▶ Directive
Count the lines in the entries below that contain the string "powder", matching case exactly. Give only the number.

▶ Source records
● ● ●

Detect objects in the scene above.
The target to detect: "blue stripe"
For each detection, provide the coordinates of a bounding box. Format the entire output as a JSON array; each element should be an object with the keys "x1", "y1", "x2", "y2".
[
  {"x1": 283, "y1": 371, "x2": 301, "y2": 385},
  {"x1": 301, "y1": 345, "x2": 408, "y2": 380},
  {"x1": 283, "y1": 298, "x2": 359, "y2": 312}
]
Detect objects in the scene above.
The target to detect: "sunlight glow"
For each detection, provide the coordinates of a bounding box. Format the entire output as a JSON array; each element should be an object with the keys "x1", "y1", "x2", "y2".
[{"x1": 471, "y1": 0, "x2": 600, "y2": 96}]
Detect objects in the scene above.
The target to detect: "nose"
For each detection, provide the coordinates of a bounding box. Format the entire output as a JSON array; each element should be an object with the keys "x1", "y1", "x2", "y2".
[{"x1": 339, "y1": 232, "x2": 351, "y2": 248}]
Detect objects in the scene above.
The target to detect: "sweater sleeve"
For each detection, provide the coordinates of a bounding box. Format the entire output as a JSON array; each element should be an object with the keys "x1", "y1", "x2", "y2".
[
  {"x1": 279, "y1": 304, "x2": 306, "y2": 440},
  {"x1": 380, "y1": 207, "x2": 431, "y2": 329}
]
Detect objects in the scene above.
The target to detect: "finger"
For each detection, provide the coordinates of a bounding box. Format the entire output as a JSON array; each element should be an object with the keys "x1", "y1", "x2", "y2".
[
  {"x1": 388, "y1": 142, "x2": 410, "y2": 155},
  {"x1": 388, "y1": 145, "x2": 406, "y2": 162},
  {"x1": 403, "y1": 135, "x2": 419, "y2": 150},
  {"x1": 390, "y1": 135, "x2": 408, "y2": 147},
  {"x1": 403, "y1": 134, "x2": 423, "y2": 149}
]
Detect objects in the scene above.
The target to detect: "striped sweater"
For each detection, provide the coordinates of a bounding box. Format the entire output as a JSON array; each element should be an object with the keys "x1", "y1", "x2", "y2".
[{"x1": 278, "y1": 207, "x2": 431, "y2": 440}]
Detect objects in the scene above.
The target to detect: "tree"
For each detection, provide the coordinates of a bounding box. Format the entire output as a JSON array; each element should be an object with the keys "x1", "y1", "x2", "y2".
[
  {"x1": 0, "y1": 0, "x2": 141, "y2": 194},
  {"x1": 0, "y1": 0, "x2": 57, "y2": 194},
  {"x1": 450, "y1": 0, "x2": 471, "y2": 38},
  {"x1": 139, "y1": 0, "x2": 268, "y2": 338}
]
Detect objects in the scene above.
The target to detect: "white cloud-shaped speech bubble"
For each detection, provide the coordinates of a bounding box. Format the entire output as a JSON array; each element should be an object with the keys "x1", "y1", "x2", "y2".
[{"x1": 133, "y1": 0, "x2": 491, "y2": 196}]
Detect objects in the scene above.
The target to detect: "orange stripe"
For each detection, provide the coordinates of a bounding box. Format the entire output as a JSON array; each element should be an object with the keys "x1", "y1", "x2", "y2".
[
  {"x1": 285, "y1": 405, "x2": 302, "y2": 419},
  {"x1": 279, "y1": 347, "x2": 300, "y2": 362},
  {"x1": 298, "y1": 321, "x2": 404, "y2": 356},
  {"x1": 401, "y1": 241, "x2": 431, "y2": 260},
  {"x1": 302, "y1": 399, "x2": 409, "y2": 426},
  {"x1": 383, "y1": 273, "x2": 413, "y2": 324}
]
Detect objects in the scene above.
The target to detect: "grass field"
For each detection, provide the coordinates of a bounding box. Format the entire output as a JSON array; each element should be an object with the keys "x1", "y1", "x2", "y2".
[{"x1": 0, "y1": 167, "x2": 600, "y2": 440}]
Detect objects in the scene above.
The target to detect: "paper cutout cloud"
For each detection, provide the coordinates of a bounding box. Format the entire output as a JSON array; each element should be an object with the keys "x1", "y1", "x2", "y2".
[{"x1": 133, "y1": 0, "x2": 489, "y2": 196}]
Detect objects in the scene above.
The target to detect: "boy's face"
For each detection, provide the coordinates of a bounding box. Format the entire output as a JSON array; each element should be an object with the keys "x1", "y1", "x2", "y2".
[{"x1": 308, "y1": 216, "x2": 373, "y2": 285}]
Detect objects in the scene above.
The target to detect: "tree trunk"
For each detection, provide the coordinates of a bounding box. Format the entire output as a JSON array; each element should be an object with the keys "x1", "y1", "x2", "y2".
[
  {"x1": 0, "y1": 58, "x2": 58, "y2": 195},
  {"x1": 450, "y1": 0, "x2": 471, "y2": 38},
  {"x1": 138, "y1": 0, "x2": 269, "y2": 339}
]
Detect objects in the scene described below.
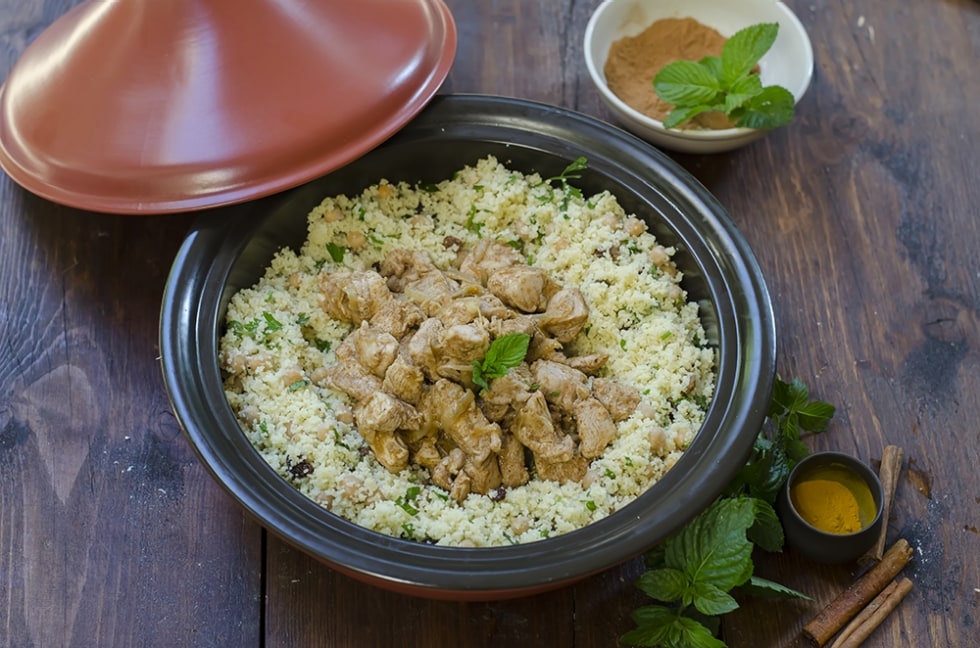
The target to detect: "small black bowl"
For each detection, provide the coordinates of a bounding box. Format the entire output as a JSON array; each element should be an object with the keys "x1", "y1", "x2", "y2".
[
  {"x1": 778, "y1": 452, "x2": 885, "y2": 564},
  {"x1": 160, "y1": 95, "x2": 776, "y2": 600}
]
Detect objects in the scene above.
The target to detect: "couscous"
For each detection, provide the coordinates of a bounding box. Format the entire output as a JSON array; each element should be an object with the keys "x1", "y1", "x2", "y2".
[{"x1": 220, "y1": 157, "x2": 715, "y2": 547}]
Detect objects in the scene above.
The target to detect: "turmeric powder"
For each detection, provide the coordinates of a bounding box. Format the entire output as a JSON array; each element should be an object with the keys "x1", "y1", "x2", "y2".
[{"x1": 790, "y1": 479, "x2": 864, "y2": 534}]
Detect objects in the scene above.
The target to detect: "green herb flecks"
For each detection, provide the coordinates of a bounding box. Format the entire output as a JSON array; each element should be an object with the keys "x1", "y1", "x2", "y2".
[
  {"x1": 653, "y1": 23, "x2": 795, "y2": 129},
  {"x1": 395, "y1": 486, "x2": 422, "y2": 515},
  {"x1": 327, "y1": 242, "x2": 347, "y2": 263},
  {"x1": 538, "y1": 157, "x2": 588, "y2": 213},
  {"x1": 473, "y1": 333, "x2": 531, "y2": 393}
]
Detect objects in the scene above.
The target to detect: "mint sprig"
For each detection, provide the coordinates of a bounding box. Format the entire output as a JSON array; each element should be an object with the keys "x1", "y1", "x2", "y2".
[
  {"x1": 620, "y1": 376, "x2": 835, "y2": 648},
  {"x1": 653, "y1": 23, "x2": 795, "y2": 129},
  {"x1": 473, "y1": 333, "x2": 531, "y2": 393}
]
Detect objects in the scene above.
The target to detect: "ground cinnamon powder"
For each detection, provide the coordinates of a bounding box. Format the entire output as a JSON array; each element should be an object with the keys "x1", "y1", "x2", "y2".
[{"x1": 604, "y1": 18, "x2": 732, "y2": 128}]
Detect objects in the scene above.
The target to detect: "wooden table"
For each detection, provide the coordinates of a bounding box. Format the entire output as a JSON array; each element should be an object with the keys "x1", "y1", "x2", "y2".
[{"x1": 0, "y1": 0, "x2": 980, "y2": 648}]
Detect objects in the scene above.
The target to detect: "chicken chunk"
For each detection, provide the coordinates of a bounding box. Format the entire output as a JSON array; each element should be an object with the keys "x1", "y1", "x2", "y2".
[
  {"x1": 354, "y1": 392, "x2": 422, "y2": 472},
  {"x1": 538, "y1": 288, "x2": 589, "y2": 343},
  {"x1": 531, "y1": 360, "x2": 589, "y2": 413},
  {"x1": 419, "y1": 378, "x2": 501, "y2": 463},
  {"x1": 319, "y1": 271, "x2": 392, "y2": 324},
  {"x1": 459, "y1": 239, "x2": 524, "y2": 285},
  {"x1": 572, "y1": 398, "x2": 616, "y2": 459},
  {"x1": 497, "y1": 434, "x2": 531, "y2": 488},
  {"x1": 534, "y1": 455, "x2": 589, "y2": 484},
  {"x1": 350, "y1": 322, "x2": 398, "y2": 378},
  {"x1": 381, "y1": 355, "x2": 425, "y2": 405},
  {"x1": 510, "y1": 392, "x2": 575, "y2": 463},
  {"x1": 487, "y1": 265, "x2": 558, "y2": 313}
]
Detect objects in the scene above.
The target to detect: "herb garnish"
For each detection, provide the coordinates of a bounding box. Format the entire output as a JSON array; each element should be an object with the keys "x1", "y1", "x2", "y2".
[
  {"x1": 473, "y1": 333, "x2": 531, "y2": 394},
  {"x1": 538, "y1": 157, "x2": 588, "y2": 213},
  {"x1": 653, "y1": 23, "x2": 795, "y2": 129},
  {"x1": 327, "y1": 241, "x2": 347, "y2": 263},
  {"x1": 620, "y1": 376, "x2": 835, "y2": 648},
  {"x1": 395, "y1": 486, "x2": 422, "y2": 515}
]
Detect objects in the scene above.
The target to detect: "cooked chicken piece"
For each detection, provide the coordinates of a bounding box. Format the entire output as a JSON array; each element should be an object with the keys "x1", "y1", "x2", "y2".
[
  {"x1": 592, "y1": 378, "x2": 643, "y2": 421},
  {"x1": 525, "y1": 330, "x2": 565, "y2": 363},
  {"x1": 572, "y1": 398, "x2": 616, "y2": 459},
  {"x1": 481, "y1": 363, "x2": 534, "y2": 423},
  {"x1": 487, "y1": 265, "x2": 558, "y2": 313},
  {"x1": 354, "y1": 391, "x2": 422, "y2": 434},
  {"x1": 480, "y1": 292, "x2": 517, "y2": 319},
  {"x1": 510, "y1": 391, "x2": 575, "y2": 463},
  {"x1": 487, "y1": 311, "x2": 543, "y2": 339},
  {"x1": 419, "y1": 379, "x2": 501, "y2": 462},
  {"x1": 538, "y1": 288, "x2": 589, "y2": 343},
  {"x1": 362, "y1": 432, "x2": 409, "y2": 473},
  {"x1": 497, "y1": 434, "x2": 531, "y2": 488},
  {"x1": 438, "y1": 323, "x2": 490, "y2": 365},
  {"x1": 410, "y1": 437, "x2": 449, "y2": 470},
  {"x1": 350, "y1": 322, "x2": 398, "y2": 378},
  {"x1": 429, "y1": 448, "x2": 466, "y2": 491},
  {"x1": 552, "y1": 353, "x2": 609, "y2": 376},
  {"x1": 320, "y1": 271, "x2": 392, "y2": 324},
  {"x1": 459, "y1": 239, "x2": 524, "y2": 285},
  {"x1": 381, "y1": 355, "x2": 425, "y2": 405},
  {"x1": 405, "y1": 317, "x2": 445, "y2": 381},
  {"x1": 381, "y1": 250, "x2": 459, "y2": 315},
  {"x1": 354, "y1": 391, "x2": 422, "y2": 472},
  {"x1": 531, "y1": 360, "x2": 589, "y2": 413},
  {"x1": 370, "y1": 298, "x2": 425, "y2": 340},
  {"x1": 434, "y1": 296, "x2": 483, "y2": 326},
  {"x1": 464, "y1": 454, "x2": 502, "y2": 497},
  {"x1": 534, "y1": 455, "x2": 589, "y2": 484},
  {"x1": 378, "y1": 250, "x2": 441, "y2": 292}
]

● ● ●

▶ Result
2